- **TASK STATEMENT**
In the passage below, what male-sounding name did Emily Brontë adopt early in her career?

**** PASSAGE TO READ

Saturday various

  • I have to say, even on a simple design and aesthetic level, I pretty much hate this new Twilight-inspired cover for Wuthering Heights. And that’s even before you throw in all the kind of sad cross-marketing with Stephanie Meyer’s books — which, as near as I understand these things, are pretty bad:

    Quite what Emily Brontë would make of it all is anyone’s guess, although she would probably be quite gratified to actually have her name on the latest editions of Wuthering Heights – like her sisters, in her early career she adopted a male-sounding name, Ellis Bell, to overcome the prejudice against women writers. There’s a fair chance, though, that she might be spinning in her grave at the thought that her work is best marketed with the intimation that it is a pale imitation of Stephenie Meyer. And that’s not a course of action which is to be encouraged, given the latest publishing fad for mashing up classic texts, re-inventing them as gory horror stories, and flogging them to the Twilight generation.

    I must add, however, that I have no great fondness for Wuthering Heights, which I quit reading about halfway through. Like Jessa Crispin, I worry about young girls swooning over Heathcliff just about as much as over Edward. These are not exactly healthy relationships, ladies.

  • I liked Eat Pray Love both more and less than I expected to. It’s often wildly self-indulgent, whiny, and desperate in its new-agey-ness, but those are all complaints the book levels against itself throughout, and it’s often incredibly engaging, so… But honestly, I don’t know if I’m up for a sequel.
  • I can’t say I agree with all of Quentin Tarrantino’s picks for top 20 films (since 1992) — I think Unbreakable is underrated, and arguably Shyamalan’s best movie, but masterpiece of our time? Not hardly — but he thinks intelligently and not at all pretentiously about movies. Here’s a man just madly in love with the medium, warts and all. (Also a man, if I’m not mistaken, physically morphing into Charles Nelson Reilly.) [via]
  • Every time I read an interview with director Eli Roth, I feel like I’m getting one step closer to breaking down and finally watching Hostel. The movies he makes don’t really appeal to me, at least on the immediate and visceral level, but he speaks passionately and intelligently about them and the genre.
  • And finally, via Gerry Canavan comes this (I wish) surprising statistic: 62% of Republicans say the government should stay out of Medicare. Which really does “[illustrate] the profound levels of ignorance that currently interfere with the debate over health care…”

2 thoughts on “Saturday various

  1. I actually liked “Wuthering Heights” and I don’t mind the new cover/cross-marketing either. As long as it doesn’t change what’s actually between the covers, anything that gets more youngsters reading things with a little more lasting significance than, well, “Twilight” is a good thing. Maybe reading something written in the 19th century will get them to stretch their language skills a bit, and also lead them to other things like “Jane Eyre” or “Pride and Prejudice.” Whatever works, just as long as they’re not getting dumbed-down versions of the originals.

  2. I suppose we all hope that young women who read Twilight will move on to pick up the zombiefied Jane Austen or the prettied up ‘Wuthering Heights,’ but in reality, I have to say that I doubt they will. I suspect they’d happily read a book with vampires loosely based on ‘Wuthering Heights,’ though.

********
**** EXTRACTED DATA

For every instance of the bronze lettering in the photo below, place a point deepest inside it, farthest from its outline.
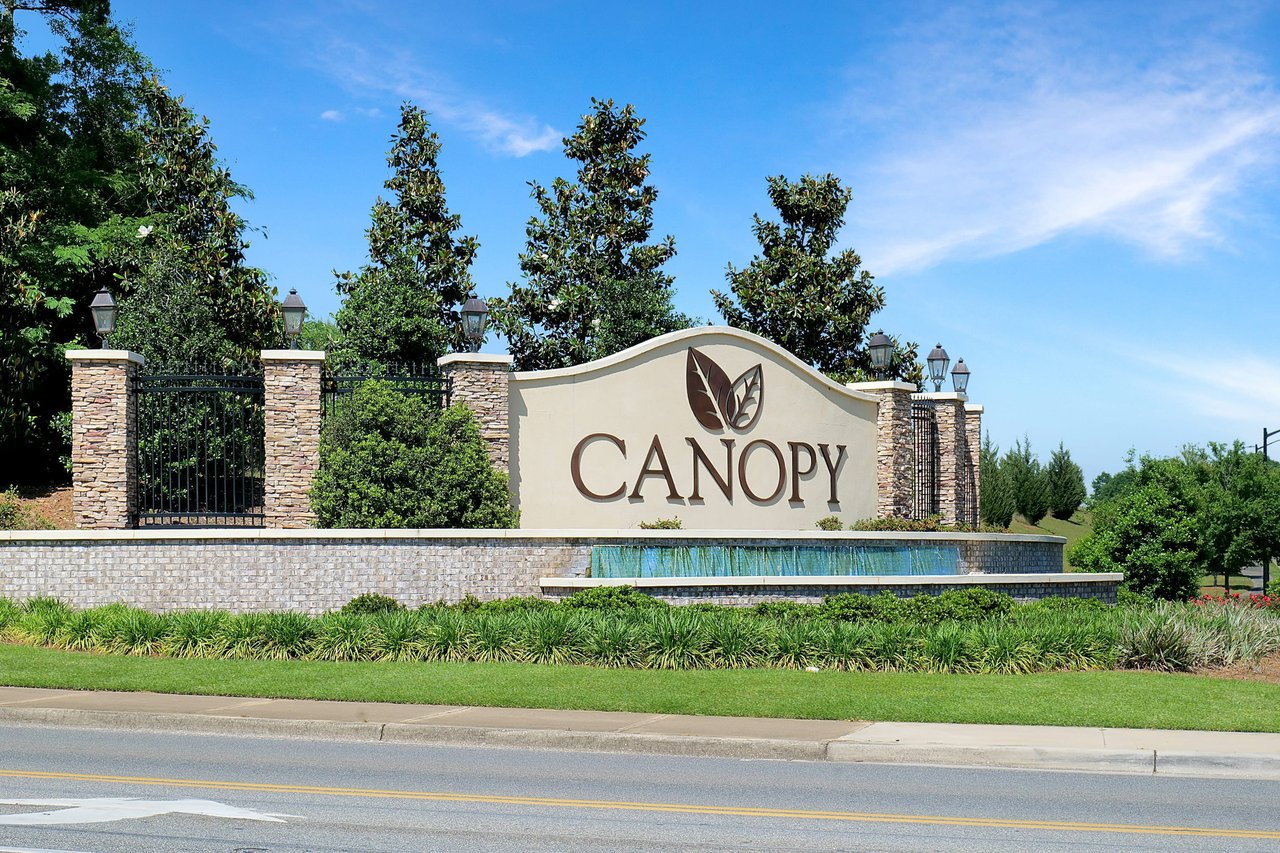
(795, 466)
(725, 483)
(832, 468)
(782, 470)
(663, 470)
(575, 468)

********

- **RESULT OF THIS EXERCISE**
Ellis Bell